* [Text shown]
Quote: charliepatrick


Here is a really easy puzzle based on my experience this afternoon waiting for a bus. There are two buses (U1C and 1) that regularly go into town from where I live. For mathematical purposes they depart from their depots (University or Winchester) every 10 minutes or every 15 minutes during the daytime. However as you don't know how bad the traffic is that day you can't tell for sure when they will arrive, just that they are always 10 and 15 minutes apart. What is the chances you have to wait 9 minutes or more for the next bus into town!!
link to original post



I know this one is old news, but I asked in my latest Ask the Wizard column. I changed the times to 30 and 45 minutes. Here is my solution.
link to original post


There's a way to solve this without calculus, using your graph (well, if you add a line to it)

* [Dataset content]
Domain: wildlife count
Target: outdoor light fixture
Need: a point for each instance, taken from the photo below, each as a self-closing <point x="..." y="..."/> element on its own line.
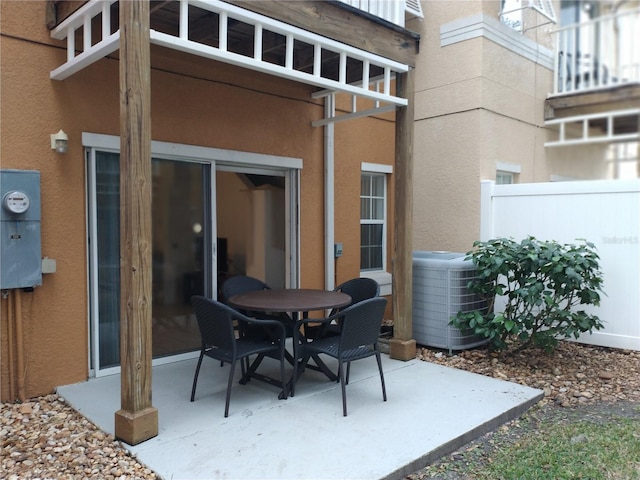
<point x="59" y="142"/>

* [Instruction A] In the bus puzzle text, what departure intervals did the puzzle use after its times were changed?
* [Instruction B] Rewrite the part of the bus puzzle text from "Quote: charliepatrick" up to and including "is my solution.", changing "depots" to "stations".

* [Written response A] 30 and 45 minutes.

* [Written response B]
Quote: charliepatrick


Here is a really easy puzzle based on my experience this afternoon waiting for a bus. There are two buses (U1C and 1) that regularly go into town from where I live. For mathematical purposes they depart from their stations (University or Winchester) every 10 minutes or every 15 minutes during the daytime. However as you don't know how bad the traffic is that day you can't tell for sure when they will arrive, just that they are always 10 and 15 minutes apart. What is the chances you have to wait 9 minutes or more for the next bus into town!!
link to original post



I know this one is old news, but I asked in my latest Ask the Wizard column. I changed the times to 30 and 45 minutes. Here is my solution.